**SOURCE DOCUMENT**.
<<<<

By the afternoon’s end, McCarthy, Maysonet and coworkers Krista Maloney and Christina Henrich need to photograph themselves with a celebrity look-alike – as well as a police officer, a street performer, a product belonging to a client and numerous other targets. So they approach the Hilton doppelganger (“Has anyone ever told you you look like Paris Hilton?” Maysonet asks) and coax her into posing for a shot.

Today it’s all part of a day’s work for some 70 Optimedia employees, who are going head-to-head in a scavenger hunt run by City Hunt. The game involves splitting up into teams and roaming the city solving clues and meeting various other challenges.

If it’s an unusual way to spend a workday afternoon, it’s becoming less so. Looking to build loyalty and improve communication among co-workers, companies are increasingly turning to team-building activities – and the range of those activities is growing, be it scavenger hunts, bungee jumping or battling at paintball.

>>>>

**DATA SHOWN**.
<<<<

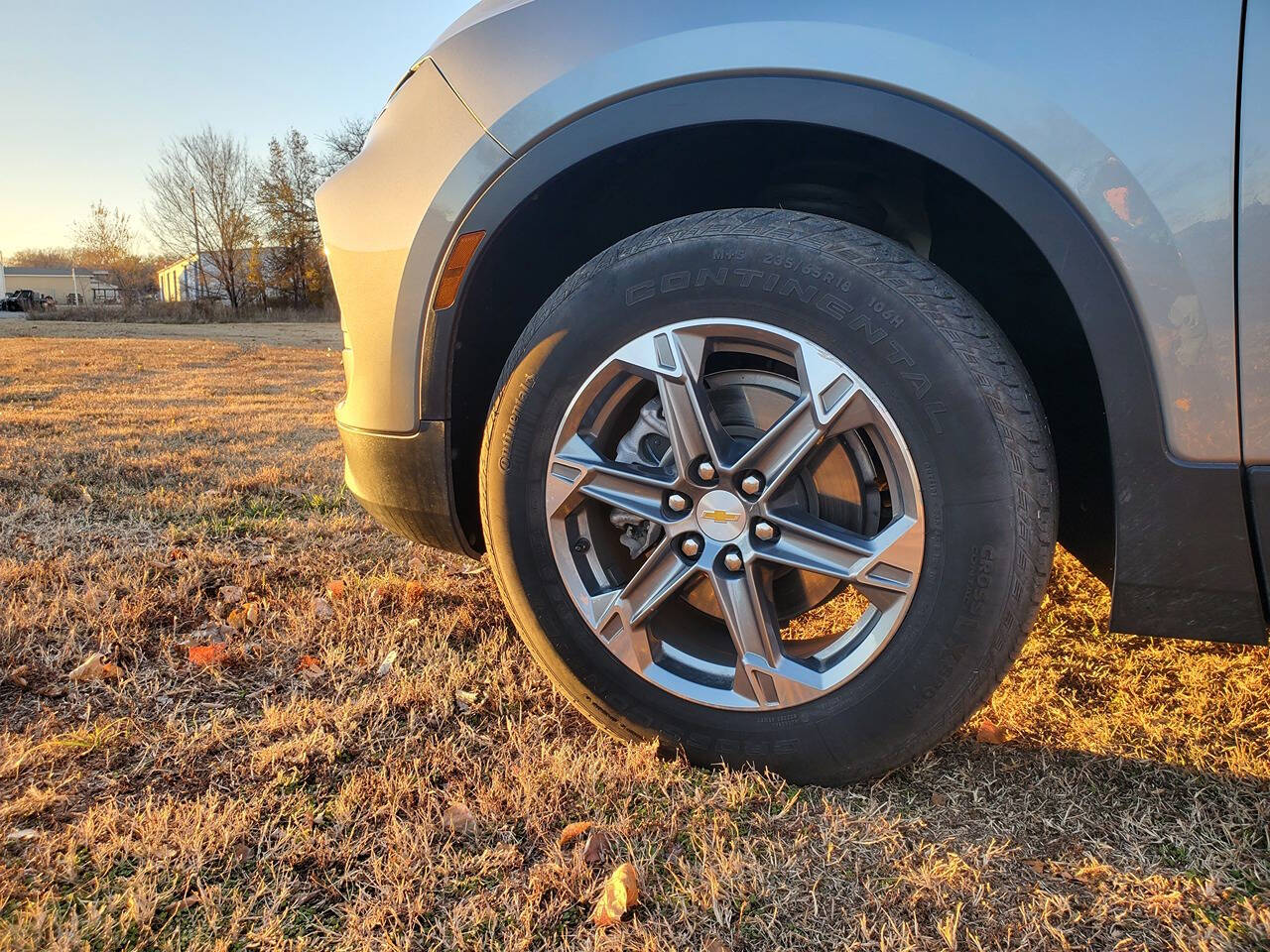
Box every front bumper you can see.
[339,420,477,556]
[317,60,509,434]
[317,60,509,554]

>>>>

**WORK REQUEST**. In the article about workplace team-building, which company runs the scavenger hunt that the Optimedia employees take part in?

**SOLUTION FOR THIS PROBLEM**. City Hunt.